Passage given -
--*--

0

I was using apply_parallel function from pandarallel library, the below snippet(Function call) iterates over rows and fetches data from mongo db. While executing the same throws me EOFError and a mongo client warning as given below

Mongo function:

def fetch_final_price(model_name, time, col_name):
    collection = database['col_name']
    price = collection.find({"$and":[{"Model":model_name},{'time':time}]})
    price = price[0]['price']
    return price

Function call:

final_df['Price'] = df1.parallel_apply(lambda x :fetch_final_price(x['model_name'],x['purchase_date'],collection_name), axis=1)

MongoClient config:

client = pymongo.MongoClient(host=host,username=username,port=port,password=password,tlsCAFile=sslCAFile,retryWrites=False)

Error:

EOFError: Ran out of input

Mongo client warning:

"MongoClient opened before fork. Create MongoClient only "

How to make db calls in parallel_apply??

GeekGroot
  • 102
  • 6

1 Answers1

0

First of all, "MongoClient opened before fork" warning also provides a link for the documentation, from which you can know that in multiprocessing (which pandarallel base on) you should create MongoClient inside your function (fetch_final_price), otherwise it likely leads to a deadlock:

def fetch_final_price(model_name, time, col_name):
    client = pymongo.MongoClient(
        host=host,
        username=username,
        port=port,
        password=password,
        tlsCAFile=sslCAFile,
        retryWrites=False
    )

--*--

Stated exercise -
Continue the forum thread about making MongoDB calls inside pandarallel's parallel_apply, starting right after the last line shown.

--*--

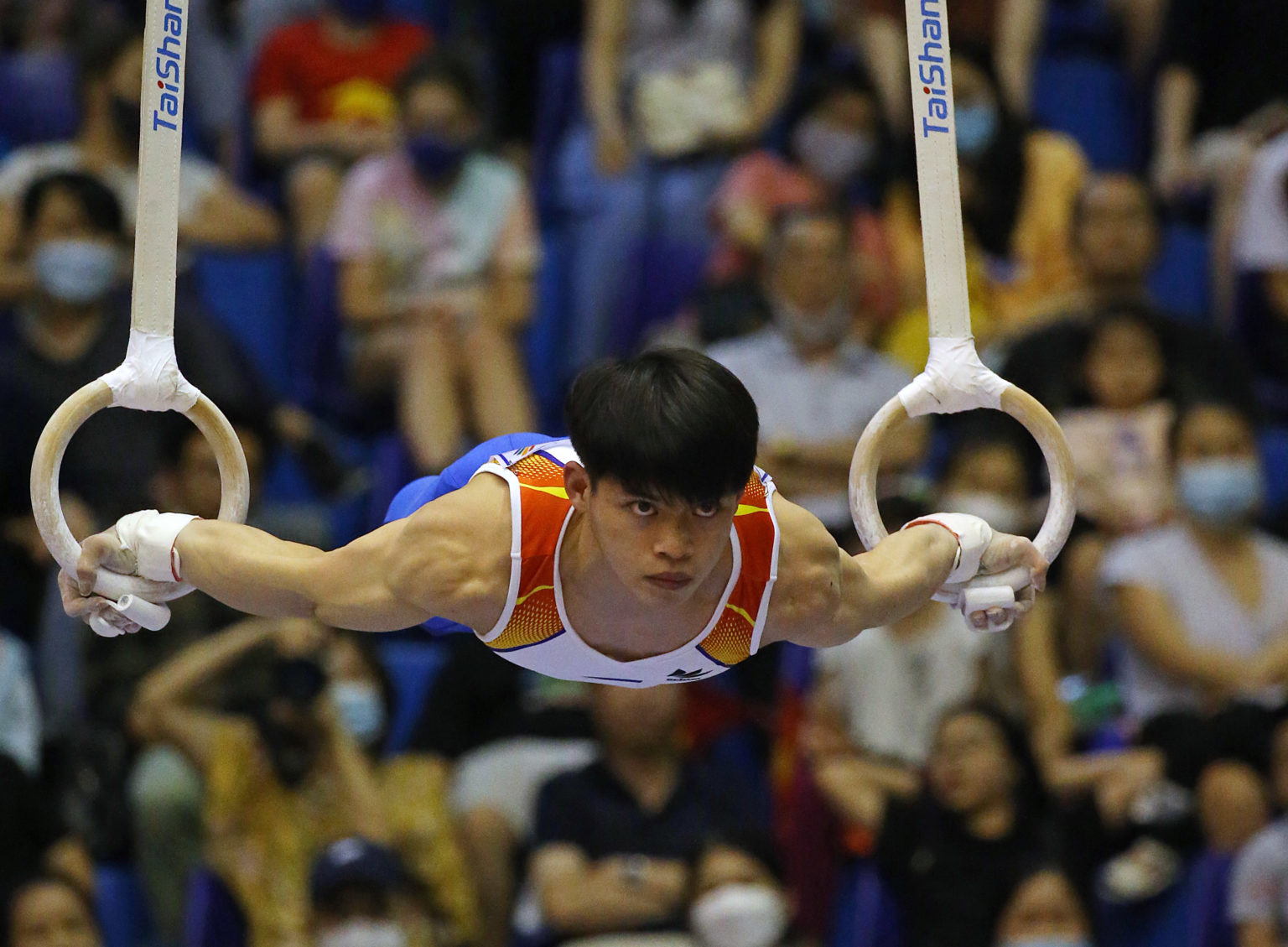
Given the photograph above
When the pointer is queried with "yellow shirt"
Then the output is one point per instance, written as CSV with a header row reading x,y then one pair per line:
x,y
262,838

--*--

Exercise output -
    collection = database['col_name']
    price = collection.find({"$and": [{"Model": model_name}, {'time': time}]})
    price = price[0]['price']
    return price

The second mistake, that leads to the exception in the function and the following EOFError, is that you use the brackets operator to a find result, which is actually an iterator, not a list. Consider using find_one if you need only a first instance (alternatively, you can do next(price) instead of indexing operator, but it's not a good way to do this)

def fetch_final_price(model_name, time, col_name):
    client = pymongo.MongoClient(
        host=host,
        username=username,
        port=port,
        password=password,
        tlsCAFile=sslCAFile,
        retryWrites=False
    )
    collection = database['col_name']
    price = collection.find_one({"$and": [{"Model": model_name}, {'time': time}]})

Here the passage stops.